═════ EXERCISE TEXT ═════
When I had audience with Black Daniel I found him a big, smiling fellow with a boil on his nose. Several Sikiana girls were fanning away the flies; these light-skinned damsels had the look of trained nurses who didn’t much care for their assignment. Daniel had something of a Father Divine technique, a way of bursting into ecstatic patter, then coming down to practical affairs. Quite an able man, I thought. He had a record of births and deaths by age and sex, which he had kept since he came there three years ago. Also he had kept a census, very useful to me when I started to work.
Arcady had vanished under the heel of religio-totalitarianism. I wondered if the dark-browed missioners were “taking advantage” of the pretty girls around them. But I found that this was not so. The girls were looking out for that. They were too Polynesian not to shrink in disdain from black-skinned lovers. Not that their hearts were as pure as the Bishop of Melanesia might have wished. They cast yearning eyes toward our good-looking sailors; those were white men, and quite a different matter. I heard one sailor speak softly to a pretty girl named Ana, who looked nervously toward the mission. “Master,” she said, “me fright too much come along you. Big Master Stop along Top he look along night too.”
Our sailor learned, however, that these affairs could be arranged through special dispensation from Black Daniel. If he liked you, and the girl was a heathen, the church would bless the temporary mating. Daniel liked the sailor, so that was a granted privilege. However, the romance fell unripened. When the couple decided that their love was sanctified they were discouraged by a crowd which followed them constantly. It was all very funny, and tragic. I wondered how long these people would remain purely Polynesian. Their Melanesian teachers had the Supernatural on their side, and the time would come, I thought, when the breed would become very mixed.
Poor Old Number One, how his bearded ghost must have worried! A year before our visit a fanatical trader named Buchanan had run amuck and burned down all the heathen temples. Not only that, but a crew of Japanese pearl fishers had insisted on coming ashore. When the people told them that they were not welcome, they turned a machine gun on a village and forced a landing. Machine-gunning islands seemed to be a Japanese habit. They stayed long enough to fish all the shell out of the lagoon and quartered themselves in Lautaua’s house. When they left they became generous, gave Lautaua 1,500 cigarettes, a toothbrush and an old pair of swimming goggles. He was clever enough to imitate the glasses with wood and scraps of windowpanes.
═════ RECORDS SHOWN ═════
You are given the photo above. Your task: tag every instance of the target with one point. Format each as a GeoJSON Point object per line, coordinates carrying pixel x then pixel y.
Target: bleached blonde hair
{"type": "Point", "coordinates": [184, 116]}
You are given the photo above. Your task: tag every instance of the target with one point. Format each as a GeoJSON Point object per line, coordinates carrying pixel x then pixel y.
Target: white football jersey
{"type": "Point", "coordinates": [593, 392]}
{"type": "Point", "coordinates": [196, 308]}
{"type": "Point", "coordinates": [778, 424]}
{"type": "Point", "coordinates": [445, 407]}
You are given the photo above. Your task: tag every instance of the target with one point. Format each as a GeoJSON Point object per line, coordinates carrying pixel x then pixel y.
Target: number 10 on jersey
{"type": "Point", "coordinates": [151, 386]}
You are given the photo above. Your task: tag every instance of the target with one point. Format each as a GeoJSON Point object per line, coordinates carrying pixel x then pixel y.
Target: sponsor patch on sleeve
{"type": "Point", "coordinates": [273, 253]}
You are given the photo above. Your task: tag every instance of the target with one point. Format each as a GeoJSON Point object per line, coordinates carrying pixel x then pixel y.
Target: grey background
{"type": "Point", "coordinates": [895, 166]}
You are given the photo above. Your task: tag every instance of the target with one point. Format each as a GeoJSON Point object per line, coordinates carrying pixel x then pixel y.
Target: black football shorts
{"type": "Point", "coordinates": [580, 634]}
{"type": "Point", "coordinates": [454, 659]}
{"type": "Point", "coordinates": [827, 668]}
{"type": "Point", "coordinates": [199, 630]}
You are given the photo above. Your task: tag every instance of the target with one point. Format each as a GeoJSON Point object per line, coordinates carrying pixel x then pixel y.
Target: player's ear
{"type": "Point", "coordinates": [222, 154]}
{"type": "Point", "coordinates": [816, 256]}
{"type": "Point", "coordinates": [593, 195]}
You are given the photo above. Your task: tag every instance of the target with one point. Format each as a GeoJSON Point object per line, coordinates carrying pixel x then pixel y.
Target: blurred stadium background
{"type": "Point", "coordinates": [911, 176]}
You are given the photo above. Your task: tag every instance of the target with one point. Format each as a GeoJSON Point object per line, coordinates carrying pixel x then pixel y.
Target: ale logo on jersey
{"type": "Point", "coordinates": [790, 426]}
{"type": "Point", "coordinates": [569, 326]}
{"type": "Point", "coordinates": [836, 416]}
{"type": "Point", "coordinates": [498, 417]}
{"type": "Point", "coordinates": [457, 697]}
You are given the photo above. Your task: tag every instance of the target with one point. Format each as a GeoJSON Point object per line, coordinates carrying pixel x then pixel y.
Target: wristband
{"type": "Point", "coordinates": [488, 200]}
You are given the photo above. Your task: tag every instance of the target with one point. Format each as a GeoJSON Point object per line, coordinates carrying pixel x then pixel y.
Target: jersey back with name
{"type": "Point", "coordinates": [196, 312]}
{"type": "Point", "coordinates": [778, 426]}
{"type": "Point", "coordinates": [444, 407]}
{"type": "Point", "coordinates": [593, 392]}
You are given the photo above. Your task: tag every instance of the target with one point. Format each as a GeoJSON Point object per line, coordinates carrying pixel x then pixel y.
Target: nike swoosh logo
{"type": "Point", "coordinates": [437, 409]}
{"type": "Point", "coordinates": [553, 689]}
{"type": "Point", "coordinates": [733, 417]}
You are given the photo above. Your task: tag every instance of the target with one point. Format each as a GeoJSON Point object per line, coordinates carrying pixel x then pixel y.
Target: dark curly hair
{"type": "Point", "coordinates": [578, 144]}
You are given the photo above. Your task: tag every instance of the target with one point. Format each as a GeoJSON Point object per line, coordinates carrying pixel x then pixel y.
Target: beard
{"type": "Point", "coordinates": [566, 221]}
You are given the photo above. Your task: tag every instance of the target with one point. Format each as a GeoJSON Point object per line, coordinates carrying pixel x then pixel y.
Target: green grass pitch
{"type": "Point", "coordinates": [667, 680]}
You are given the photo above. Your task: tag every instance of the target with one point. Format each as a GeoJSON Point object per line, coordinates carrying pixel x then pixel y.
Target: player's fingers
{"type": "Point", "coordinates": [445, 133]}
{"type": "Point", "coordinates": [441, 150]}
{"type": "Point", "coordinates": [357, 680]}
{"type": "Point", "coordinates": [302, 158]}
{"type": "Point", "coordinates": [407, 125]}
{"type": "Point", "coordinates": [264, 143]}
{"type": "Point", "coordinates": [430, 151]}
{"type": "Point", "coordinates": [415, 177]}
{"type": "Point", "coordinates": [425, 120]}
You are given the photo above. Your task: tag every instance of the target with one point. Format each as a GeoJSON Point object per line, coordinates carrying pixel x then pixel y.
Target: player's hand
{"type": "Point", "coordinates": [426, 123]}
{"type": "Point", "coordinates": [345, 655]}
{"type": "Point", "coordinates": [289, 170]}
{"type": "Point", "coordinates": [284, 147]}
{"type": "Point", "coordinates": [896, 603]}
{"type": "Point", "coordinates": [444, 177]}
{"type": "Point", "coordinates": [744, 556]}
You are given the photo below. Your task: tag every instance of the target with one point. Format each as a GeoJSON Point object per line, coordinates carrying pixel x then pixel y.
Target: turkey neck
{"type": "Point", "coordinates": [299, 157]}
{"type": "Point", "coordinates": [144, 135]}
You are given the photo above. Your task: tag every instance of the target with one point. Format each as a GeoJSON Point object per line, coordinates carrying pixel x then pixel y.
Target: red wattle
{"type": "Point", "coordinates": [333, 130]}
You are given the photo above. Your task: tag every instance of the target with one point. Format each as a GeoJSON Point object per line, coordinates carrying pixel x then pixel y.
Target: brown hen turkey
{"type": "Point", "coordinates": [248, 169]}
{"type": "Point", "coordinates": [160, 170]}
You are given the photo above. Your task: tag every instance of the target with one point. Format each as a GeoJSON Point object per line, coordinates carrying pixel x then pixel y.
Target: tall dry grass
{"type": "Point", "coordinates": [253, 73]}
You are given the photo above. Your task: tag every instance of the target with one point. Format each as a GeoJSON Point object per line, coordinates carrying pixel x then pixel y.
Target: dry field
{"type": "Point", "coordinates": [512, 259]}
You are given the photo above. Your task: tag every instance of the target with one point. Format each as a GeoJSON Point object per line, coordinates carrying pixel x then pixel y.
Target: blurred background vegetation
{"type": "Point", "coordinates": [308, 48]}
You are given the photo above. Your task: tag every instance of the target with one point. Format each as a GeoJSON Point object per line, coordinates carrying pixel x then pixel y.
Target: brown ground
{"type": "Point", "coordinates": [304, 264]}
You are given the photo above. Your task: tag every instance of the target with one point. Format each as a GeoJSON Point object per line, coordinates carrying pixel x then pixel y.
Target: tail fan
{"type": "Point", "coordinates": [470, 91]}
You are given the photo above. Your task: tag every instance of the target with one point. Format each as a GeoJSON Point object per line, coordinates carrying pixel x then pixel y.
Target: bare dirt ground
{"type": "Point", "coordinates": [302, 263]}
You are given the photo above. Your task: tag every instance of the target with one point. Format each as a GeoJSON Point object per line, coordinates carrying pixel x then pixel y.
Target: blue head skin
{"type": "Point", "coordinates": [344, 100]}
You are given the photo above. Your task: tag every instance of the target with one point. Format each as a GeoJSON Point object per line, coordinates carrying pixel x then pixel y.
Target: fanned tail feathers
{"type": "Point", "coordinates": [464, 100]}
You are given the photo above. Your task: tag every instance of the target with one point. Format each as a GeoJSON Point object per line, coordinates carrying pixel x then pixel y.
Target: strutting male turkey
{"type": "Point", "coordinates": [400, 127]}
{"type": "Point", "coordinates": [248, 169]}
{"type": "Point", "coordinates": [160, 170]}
═════
WHAT TO DO:
Rewrite the stretch of the Sikiana passage from "Poor Old Number" through "scraps of windowpanes.", changing "toothbrush" to "comb". These records were drawn from a separate source.

THE ANSWER:
Poor Old Number One, how his bearded ghost must have worried! A year before our visit a fanatical trader named Buchanan had run amuck and burned down all the heathen temples. Not only that, but a crew of Japanese pearl fishers had insisted on coming ashore. When the people told them that they were not welcome, they turned a machine gun on a village and forced a landing. Machine-gunning islands seemed to be a Japanese habit. They stayed long enough to fish all the shell out of the lagoon and quartered themselves in Lautaua’s house. When they left they became generous, gave Lautaua 1,500 cigarettes, a comb and an old pair of swimming goggles. He was clever enough to imitate the glasses with wood and scraps of windowpanes.